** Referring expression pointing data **
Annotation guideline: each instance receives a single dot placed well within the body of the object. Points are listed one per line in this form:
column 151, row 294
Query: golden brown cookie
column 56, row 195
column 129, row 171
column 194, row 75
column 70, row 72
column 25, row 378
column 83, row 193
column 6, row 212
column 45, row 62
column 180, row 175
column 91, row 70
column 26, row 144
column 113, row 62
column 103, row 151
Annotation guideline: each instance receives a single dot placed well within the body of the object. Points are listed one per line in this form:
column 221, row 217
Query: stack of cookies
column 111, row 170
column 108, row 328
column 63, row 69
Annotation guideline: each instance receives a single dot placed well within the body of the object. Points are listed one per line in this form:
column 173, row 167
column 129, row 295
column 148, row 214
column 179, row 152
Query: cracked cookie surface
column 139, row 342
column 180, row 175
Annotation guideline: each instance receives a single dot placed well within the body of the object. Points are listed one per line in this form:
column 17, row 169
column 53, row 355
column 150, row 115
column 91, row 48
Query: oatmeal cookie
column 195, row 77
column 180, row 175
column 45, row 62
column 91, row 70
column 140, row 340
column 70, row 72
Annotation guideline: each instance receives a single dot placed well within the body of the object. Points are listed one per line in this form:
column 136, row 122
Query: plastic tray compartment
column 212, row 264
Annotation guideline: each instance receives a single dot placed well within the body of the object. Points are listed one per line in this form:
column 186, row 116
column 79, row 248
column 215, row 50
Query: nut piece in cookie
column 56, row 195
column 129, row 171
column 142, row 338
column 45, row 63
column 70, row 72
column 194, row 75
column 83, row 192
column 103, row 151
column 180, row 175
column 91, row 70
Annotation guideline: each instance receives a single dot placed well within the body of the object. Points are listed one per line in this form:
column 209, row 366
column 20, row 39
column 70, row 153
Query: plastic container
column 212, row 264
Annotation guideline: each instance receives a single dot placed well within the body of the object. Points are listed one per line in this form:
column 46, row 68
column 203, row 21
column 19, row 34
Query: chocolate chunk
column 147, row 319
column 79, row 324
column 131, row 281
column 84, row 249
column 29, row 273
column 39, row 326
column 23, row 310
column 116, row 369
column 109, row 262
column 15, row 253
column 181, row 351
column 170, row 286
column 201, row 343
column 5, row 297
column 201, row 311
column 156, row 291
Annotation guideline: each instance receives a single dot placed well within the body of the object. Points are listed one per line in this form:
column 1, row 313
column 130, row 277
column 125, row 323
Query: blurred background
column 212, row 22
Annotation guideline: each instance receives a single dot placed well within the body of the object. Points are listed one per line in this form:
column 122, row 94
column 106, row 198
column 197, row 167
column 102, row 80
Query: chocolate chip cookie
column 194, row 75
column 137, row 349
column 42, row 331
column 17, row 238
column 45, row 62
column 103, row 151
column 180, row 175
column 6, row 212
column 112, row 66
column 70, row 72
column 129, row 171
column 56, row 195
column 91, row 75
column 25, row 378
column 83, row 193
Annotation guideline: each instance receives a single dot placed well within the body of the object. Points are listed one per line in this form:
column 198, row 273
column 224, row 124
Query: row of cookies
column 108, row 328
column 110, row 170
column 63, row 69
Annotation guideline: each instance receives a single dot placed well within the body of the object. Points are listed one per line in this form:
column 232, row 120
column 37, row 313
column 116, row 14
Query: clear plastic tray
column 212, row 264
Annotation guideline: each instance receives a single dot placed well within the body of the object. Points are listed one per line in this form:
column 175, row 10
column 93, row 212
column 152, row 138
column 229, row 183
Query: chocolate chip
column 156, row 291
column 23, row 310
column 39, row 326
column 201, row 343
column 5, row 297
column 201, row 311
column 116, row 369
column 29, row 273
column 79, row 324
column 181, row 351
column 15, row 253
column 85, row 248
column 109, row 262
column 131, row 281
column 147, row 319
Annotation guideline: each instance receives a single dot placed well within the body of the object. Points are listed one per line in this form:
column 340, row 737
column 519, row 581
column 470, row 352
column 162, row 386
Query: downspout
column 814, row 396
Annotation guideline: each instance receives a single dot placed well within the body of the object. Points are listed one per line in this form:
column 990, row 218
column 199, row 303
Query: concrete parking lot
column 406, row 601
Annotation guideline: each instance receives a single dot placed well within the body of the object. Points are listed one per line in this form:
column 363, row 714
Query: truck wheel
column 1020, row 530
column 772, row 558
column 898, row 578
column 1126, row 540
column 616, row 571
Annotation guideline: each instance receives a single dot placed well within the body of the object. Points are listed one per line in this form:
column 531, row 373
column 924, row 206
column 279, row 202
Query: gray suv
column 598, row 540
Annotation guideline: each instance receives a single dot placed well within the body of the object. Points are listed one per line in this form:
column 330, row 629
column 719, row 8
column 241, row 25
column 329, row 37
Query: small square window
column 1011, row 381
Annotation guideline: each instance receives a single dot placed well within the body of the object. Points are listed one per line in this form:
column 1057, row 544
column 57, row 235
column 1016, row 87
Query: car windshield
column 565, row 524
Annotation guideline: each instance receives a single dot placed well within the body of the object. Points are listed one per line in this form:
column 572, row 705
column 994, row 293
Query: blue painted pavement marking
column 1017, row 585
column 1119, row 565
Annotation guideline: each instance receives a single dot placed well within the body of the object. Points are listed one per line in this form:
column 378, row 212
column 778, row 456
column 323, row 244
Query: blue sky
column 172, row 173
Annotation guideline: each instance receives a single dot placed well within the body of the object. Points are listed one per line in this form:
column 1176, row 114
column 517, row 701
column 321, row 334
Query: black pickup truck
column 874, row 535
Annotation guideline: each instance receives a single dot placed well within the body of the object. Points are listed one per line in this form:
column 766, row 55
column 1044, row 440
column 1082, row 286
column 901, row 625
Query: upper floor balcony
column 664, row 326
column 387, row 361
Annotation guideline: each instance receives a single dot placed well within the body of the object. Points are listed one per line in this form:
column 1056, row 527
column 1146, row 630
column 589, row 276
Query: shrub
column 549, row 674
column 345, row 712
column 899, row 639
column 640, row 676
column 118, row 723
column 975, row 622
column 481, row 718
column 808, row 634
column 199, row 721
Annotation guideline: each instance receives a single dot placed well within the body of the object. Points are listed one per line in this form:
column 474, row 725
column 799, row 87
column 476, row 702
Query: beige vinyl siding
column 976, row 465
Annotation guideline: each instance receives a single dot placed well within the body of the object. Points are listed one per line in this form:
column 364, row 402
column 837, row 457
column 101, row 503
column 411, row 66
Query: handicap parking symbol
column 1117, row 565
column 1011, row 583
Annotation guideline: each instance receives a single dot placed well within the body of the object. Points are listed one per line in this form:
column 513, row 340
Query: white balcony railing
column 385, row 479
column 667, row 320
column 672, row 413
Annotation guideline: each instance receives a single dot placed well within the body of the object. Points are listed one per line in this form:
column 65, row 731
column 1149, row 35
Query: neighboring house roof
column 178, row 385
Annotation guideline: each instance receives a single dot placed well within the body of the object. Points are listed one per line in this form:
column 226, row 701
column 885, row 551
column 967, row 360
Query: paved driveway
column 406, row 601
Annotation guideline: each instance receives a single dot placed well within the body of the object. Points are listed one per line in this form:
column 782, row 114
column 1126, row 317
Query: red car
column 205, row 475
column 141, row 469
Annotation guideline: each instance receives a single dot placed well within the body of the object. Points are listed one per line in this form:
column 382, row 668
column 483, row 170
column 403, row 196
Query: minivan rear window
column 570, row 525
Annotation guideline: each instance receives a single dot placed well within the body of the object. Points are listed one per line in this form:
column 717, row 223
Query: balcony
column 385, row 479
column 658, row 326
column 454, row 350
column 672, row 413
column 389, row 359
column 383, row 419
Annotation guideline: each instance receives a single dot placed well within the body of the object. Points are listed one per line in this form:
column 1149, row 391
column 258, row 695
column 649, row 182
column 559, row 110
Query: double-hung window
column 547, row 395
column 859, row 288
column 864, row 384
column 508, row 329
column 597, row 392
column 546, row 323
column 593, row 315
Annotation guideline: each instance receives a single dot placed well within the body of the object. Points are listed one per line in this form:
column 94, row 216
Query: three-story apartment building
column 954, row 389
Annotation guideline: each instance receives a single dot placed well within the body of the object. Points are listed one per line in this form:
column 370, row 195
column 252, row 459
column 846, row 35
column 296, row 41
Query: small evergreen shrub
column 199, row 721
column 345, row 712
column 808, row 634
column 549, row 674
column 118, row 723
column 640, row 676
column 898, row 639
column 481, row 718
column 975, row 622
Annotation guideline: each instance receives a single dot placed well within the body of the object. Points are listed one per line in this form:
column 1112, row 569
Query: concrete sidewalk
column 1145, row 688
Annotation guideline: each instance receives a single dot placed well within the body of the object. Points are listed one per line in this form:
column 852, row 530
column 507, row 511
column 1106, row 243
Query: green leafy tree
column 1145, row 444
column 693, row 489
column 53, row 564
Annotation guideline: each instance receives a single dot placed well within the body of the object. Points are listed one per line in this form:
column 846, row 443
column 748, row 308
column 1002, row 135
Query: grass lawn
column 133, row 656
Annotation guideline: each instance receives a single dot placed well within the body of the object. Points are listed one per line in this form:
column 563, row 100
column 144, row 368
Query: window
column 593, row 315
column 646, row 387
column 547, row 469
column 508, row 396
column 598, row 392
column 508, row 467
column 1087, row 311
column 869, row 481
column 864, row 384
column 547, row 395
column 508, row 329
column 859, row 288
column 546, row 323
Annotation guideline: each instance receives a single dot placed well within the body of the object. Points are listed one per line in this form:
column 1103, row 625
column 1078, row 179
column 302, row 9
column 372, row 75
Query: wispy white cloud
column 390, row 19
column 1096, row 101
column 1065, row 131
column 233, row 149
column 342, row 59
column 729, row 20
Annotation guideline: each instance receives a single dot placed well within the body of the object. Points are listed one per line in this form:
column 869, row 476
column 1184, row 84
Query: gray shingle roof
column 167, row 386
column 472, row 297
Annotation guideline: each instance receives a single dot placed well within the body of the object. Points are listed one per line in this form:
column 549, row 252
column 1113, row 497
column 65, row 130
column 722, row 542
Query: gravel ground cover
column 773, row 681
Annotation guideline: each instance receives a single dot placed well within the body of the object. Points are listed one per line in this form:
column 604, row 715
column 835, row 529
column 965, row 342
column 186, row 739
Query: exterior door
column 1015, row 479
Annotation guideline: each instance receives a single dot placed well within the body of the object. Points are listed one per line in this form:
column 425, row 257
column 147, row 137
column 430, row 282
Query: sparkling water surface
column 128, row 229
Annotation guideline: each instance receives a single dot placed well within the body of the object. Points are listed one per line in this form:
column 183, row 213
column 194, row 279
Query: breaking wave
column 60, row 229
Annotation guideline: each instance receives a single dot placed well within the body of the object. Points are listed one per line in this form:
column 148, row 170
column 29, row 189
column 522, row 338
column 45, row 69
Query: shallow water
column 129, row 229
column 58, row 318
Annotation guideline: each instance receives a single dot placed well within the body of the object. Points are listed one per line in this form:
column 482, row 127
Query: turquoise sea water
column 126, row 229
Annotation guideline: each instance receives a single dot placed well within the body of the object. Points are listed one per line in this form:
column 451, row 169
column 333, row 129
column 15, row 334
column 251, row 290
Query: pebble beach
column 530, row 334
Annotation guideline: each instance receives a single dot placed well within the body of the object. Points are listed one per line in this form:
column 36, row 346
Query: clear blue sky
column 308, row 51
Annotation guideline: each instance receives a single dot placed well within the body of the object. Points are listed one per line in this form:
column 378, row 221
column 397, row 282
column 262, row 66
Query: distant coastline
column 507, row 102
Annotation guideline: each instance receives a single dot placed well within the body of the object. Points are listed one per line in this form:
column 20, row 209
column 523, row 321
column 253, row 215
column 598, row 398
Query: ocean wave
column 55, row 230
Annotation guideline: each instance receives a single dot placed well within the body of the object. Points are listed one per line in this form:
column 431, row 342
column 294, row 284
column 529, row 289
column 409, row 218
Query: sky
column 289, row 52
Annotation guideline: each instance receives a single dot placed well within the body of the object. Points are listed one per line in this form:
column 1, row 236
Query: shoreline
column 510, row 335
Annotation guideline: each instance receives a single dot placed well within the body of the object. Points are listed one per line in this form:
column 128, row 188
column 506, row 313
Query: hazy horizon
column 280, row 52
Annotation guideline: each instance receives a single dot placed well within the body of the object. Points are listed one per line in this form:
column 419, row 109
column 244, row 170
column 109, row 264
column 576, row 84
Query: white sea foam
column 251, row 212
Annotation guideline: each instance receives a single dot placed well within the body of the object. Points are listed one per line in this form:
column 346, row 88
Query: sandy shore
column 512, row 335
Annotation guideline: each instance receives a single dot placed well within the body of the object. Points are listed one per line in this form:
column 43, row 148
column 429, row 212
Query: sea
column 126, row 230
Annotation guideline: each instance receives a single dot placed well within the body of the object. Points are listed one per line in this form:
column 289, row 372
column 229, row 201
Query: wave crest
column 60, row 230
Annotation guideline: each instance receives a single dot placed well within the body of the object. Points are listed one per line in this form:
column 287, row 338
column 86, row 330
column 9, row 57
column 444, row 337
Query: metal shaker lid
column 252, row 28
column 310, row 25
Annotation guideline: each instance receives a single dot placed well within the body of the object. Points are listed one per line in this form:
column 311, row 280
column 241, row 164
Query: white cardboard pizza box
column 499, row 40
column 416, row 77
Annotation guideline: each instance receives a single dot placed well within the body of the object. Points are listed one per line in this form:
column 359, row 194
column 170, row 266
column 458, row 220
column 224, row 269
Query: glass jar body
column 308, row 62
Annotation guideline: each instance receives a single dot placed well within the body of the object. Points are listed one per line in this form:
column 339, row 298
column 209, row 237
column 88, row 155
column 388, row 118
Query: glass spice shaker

** WHAT THE TASK REQUIRES **
The response must hold only the lines above from the line with "Query: distant coastline" through the line with "column 506, row 313", each copied exactly, both ends kept.

** ANSWER FOR THIS EXERCISE **
Query: distant coastline
column 507, row 102
Annotation guideline: each instance receives a single dot placed well within the body of the object. Points are listed one per line in this form:
column 20, row 209
column 523, row 321
column 253, row 215
column 598, row 398
Query: ocean wave
column 55, row 230
Annotation guideline: each instance receives a single dot placed well within the body of the object. Points are listed one per line in this form:
column 431, row 342
column 294, row 284
column 529, row 289
column 409, row 218
Query: sky
column 289, row 52
Annotation guideline: each instance receives a single dot placed well within the body of the object. Points are listed one per line in this form:
column 1, row 236
Query: shoreline
column 510, row 335
Annotation guideline: each instance receives a single dot placed well within the body of the object. Points are listed one per line in this form:
column 128, row 188
column 506, row 313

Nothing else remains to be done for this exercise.